REQUIRED WORK:
1. Using the garden fragrance piece, decide whether each statement below agrees with it. For each, answer yes or no and quote the deciding words. (a) Lilies are known for changing as they age. (b) The rose 'Gertrude Jekyll' smells good only at certain times of day. (c) 'Gertrude Jekyll' was bred by David Austin.
2. According to the garden fragrance piece, in what conditions do some scented roses perform best?
3. Carry on the garden fragrance piece from its final sentence.

FRAGRANCE is a quality difficult to describe, capture or recall.
But sometimes it is possible to encapsulate these by experiencing what is known as a ‘Proustian moment’.
These occur when a particular scent, perfume, sound (or forgotten item) conjures up a remembered time or place.
We have all had these wonderful episodes, and whether it’s the faintest whiff of tobacco, or the smell of what your grandmother dabbed behind her ears before venturing out to town, the memories come flooding back.
In the summer garden there are many plants which emit a glorious perfume: lilies, carnations, many rhododendrons and of course, roses. One problem with scented roses (as with most fragrant flowers) is that they do not smell continuously.
Some release their strongest perfume as dusk approaches or early in the morning following a heavy dew. More again perform best in warm, humid conditions. All, however, change intensity, strength, and quality as they age.
Lilies are notorious in this last respect.
One of my most favourite scented roses must be ‘Gertrude Jekyll’, having a classic old rose perfume which is reliable wherever encountered.
To my gratification, I have discovered that it smells delicious irrespective of weather conditions, time of day or stage of growth.
This rose has been bred by David Austin and it continues to be an extremely popular choice.

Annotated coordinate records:
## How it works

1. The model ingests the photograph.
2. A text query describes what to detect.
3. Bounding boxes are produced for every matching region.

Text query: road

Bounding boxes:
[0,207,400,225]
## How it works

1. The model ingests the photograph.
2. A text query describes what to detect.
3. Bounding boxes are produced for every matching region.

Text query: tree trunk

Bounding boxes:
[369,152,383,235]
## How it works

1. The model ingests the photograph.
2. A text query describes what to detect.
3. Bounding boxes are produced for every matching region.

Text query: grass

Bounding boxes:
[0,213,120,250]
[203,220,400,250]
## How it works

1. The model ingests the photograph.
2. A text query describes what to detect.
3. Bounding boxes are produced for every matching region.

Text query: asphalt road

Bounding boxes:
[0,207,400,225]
==
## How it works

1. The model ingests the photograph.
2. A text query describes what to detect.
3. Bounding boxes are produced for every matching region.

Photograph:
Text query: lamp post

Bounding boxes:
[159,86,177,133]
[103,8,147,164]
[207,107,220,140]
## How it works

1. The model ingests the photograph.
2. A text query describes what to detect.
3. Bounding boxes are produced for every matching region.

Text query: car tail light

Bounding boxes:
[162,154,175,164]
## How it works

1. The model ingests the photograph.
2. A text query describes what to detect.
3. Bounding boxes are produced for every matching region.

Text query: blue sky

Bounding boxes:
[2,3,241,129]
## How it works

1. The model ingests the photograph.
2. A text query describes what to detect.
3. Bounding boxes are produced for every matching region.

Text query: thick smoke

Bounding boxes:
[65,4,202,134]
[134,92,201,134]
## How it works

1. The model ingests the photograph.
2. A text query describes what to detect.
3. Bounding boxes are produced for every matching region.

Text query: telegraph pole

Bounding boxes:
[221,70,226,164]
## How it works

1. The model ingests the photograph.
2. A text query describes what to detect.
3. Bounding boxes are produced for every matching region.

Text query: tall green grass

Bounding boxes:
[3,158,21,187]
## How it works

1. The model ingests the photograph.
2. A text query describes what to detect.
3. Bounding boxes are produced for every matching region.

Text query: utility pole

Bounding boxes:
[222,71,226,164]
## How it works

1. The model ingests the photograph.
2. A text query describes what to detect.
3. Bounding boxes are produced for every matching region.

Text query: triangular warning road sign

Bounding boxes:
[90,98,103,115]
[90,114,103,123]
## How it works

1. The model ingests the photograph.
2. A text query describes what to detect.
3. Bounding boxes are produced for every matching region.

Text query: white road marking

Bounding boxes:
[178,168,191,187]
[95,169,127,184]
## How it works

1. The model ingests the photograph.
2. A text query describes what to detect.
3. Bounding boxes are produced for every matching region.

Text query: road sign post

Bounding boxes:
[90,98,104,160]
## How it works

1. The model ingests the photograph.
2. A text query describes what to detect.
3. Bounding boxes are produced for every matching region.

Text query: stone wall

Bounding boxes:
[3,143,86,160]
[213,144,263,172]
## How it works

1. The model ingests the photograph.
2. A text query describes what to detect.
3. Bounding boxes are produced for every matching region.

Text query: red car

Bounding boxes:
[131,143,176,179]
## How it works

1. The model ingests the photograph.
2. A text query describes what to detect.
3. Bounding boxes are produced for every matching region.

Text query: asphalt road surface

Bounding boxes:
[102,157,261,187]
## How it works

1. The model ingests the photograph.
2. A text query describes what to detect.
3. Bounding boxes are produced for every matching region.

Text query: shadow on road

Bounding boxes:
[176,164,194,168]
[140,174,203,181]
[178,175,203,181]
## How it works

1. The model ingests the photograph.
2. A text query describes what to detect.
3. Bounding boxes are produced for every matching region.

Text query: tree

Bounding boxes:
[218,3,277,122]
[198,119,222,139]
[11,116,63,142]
==
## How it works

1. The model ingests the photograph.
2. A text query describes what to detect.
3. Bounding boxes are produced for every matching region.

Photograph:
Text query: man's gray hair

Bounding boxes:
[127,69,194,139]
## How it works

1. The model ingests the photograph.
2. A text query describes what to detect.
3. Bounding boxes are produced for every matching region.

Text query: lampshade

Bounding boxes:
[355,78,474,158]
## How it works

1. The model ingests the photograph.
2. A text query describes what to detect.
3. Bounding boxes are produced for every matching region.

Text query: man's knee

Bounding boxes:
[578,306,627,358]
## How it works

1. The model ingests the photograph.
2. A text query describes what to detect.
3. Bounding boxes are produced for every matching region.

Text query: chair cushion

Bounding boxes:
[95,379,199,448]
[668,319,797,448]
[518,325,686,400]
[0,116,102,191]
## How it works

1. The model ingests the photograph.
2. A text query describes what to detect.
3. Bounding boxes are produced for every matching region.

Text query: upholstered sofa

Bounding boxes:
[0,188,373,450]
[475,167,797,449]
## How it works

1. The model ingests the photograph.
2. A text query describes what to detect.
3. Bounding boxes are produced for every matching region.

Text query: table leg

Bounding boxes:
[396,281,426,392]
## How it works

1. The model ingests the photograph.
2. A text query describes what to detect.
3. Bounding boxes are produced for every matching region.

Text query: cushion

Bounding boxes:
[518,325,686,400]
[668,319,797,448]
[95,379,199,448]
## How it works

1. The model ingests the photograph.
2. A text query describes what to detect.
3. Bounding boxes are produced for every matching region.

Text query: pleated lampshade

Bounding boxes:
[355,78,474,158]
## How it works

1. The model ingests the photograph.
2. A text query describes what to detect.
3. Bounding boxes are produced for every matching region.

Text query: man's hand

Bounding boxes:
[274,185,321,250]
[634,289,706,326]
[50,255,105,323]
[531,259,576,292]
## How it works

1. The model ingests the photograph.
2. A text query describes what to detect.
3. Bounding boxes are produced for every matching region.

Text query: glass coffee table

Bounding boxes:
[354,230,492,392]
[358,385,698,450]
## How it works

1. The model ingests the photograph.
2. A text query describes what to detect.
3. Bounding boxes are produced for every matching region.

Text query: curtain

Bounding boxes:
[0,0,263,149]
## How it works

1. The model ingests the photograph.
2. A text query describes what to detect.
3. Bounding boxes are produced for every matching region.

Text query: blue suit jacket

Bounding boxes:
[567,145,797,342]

REPLIES:
1.
(a) Yes: "Lilies are notorious in this last respect."
(b) No: "it smells delicious irrespective of weather conditions, time of day or stage of growth."
(c) Yes: "This rose has been bred by David Austin"

2. Warm, humid conditions.

3.
David Austin Roses (or ‘English’ roses as they are known) are indeed rather special, being bred not alone in the old tradition, but in old-fashioned appearance, scent, and freedom of flowering; attributes which have made them popular down the years with gardeners of all ages particularly those who would constantly hark back to what were known as ‘better times'.
Let me enumerate some other attributes to would-be growers. For starters Gertrude Jekyll is a fabulous climber (of short dimensions) that performs well in any sunny position, or indeed in a large container if required.
It can also be grown successfully as a mid-border shrub rose.
If grown in the border as a shrub, it should be hard pruned in winter.
Wherever sited, enrich the soil beforehand, adding drainage should the ground be heavy. Mulch in late winter or early spring with horse manure (for preference) or garden compost as these soil conditioners will give the rose its quota of nutrients along with providing moisture in dry, drought conditions.
Feed again in early summer with any commercial brand of rose food.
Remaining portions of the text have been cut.